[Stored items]
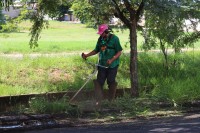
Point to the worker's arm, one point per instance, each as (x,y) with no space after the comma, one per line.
(114,57)
(84,56)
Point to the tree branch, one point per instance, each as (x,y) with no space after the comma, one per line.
(120,14)
(140,10)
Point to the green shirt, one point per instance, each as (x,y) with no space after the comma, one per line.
(107,48)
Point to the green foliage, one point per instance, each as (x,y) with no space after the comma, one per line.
(165,24)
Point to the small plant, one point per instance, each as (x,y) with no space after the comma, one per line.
(52,106)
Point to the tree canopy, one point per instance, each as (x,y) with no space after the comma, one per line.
(165,22)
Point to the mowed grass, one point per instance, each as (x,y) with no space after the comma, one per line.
(64,73)
(58,37)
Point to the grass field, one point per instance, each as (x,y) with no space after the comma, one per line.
(52,74)
(59,37)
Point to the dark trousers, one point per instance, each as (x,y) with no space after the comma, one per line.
(106,73)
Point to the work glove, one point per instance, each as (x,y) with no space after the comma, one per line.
(84,56)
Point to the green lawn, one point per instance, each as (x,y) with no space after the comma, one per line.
(59,37)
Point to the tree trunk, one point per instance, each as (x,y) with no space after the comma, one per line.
(133,59)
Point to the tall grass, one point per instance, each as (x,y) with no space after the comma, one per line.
(59,37)
(52,74)
(63,73)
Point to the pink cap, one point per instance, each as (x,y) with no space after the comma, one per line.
(102,28)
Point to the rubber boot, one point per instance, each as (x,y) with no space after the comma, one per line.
(112,91)
(98,92)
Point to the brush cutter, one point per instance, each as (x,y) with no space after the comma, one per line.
(89,78)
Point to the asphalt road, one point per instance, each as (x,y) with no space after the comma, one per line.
(188,123)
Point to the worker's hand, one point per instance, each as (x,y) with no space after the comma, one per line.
(84,56)
(109,61)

**TASK DESCRIPTION**
Return all of the entries word for word, but omit the pictures.

**EXERCISE ANSWER**
Point to the worker's arm, one point per instance, each as (x,y) with no space after the comma, one per line.
(114,57)
(84,56)
Point to the tree branch, one point per instance, each as (x,y) with no space after the comma, one per line.
(120,14)
(140,10)
Point to the green shirt, one point per instance, each as (x,y) with no space after the comma, one per line.
(107,48)
Point to the green foliage, one point per instance, each as (x,y) with no space after the comma, one per line.
(165,24)
Point to the small plant, one point per instance, each as (x,y) with no space after the comma, one per line.
(52,106)
Point to the tree canopy, one point per instance, each as (x,y) with no space after the comma, one per line.
(165,22)
Point to the mowed grass, one point per instance, each as (x,y) with no space after the comma, one per line.
(64,73)
(58,37)
Point to the grass field, one point per instance, each as (x,y) with no space after the comma, one per line.
(52,74)
(59,37)
Point to the dark trousers, one point per instance, each as (x,y) with no space after the comma, one per line.
(106,73)
Point to the work glove, one point per instance, each as (x,y) with no space after the comma, one per line.
(84,56)
Point to the green lawn, one point per instance, each as (x,y) with no space after the comma, one per line.
(59,37)
Point to the tree trunk, one point per instance, each as (x,y) with no space after the comma, one per line.
(133,59)
Point to the tall grass, one point per instance, each as (x,y) with no space after the comma, one per line.
(59,37)
(52,74)
(63,73)
Point to the pink cap, one point per instance, each as (x,y) with no space after the comma, one per line.
(102,28)
Point to the rubber boot, one point per instance, each as (x,y) with no space after the comma, one per line.
(112,91)
(98,92)
Point to the brush cutter, one point per instance, each as (x,y) with no space after the comma, one per line.
(89,78)
Point to the asphalt road, one point per instance, each as (x,y) with no space after the comma, one per line.
(188,123)
Point to the worker's hand, one point per instance, each as (x,y) with no space after the comma, one per line.
(84,56)
(109,61)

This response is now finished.